READING PASSAGE:
A recent Court of Appeal decision clarifies the rules on applying for permission to appeal to the Court of Appeal – which, the court noted, are often not properly understood by would-be appellants: McDonald v Rose [2019] EWCA Civ 4.

The decision underlines the important practical point that the 21 day time limit for applying for permission runs from the date of the decision to be appealed – which, in the case of a reserved judgment, is the date it was formally handed down. Time does not run from the date the lower court’s order is sealed or (where the party has first applied to the lower court for permission, as is usual) the date the lower court refuses permission to appeal.

If a party wants more time to file its application with the Court of Appeal, it must seek an extension of time from the trial judge, either when the judgment is handed down or when requesting an adjournment of the hand-down hearing (so as to give it more time to apply to the lower court for permission). An adjournment in itself will not extend time.

It is possible to apply to the Court of Appeal to extend time retrospectively, but this is treated as an application for relief from sanctions and therefore the three-stage test from Denton v TH White Ltd [2014] EWCA Civ 906 (considered here) will apply.


CPR 52.3(2) provides that an application for permission to appeal may be made: to the lower court at the hearing at which the decision to be appealed was made; or to the appeal court in an appeal notice.

Under CPR 52.12(2), the appeal notice must be filed within 21 days after the date of the decision of the lower court which the appellant wishes to appeal – or such longer or shorter period as may be directed by the lower court.

YOUR INSTRUCTIONS:
Decide whether each statement below agrees with the note on permission to appeal. For each, answer yes or no and quote the words from the note that decide it.
1. The 21-day time limit for applying for permission runs from the date the lower court's order is sealed.
2. Adjourning the hand-down hearing does not by itself extend the time for applying.
3. An application to the Court of Appeal to extend time retrospectively is treated as an application for relief from sanctions.

GIVEN INFORMATION:
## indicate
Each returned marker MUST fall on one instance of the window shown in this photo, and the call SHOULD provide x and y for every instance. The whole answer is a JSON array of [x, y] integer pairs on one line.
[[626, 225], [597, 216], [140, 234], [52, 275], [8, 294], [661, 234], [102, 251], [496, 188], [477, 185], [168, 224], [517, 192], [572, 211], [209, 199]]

TASK SOLUTION:
1. No: "Time does not run from the date the lower court’s order is sealed"
2. Yes: "An adjournment in itself will not extend time."
3. Yes: "this is treated as an application for relief from sanctions"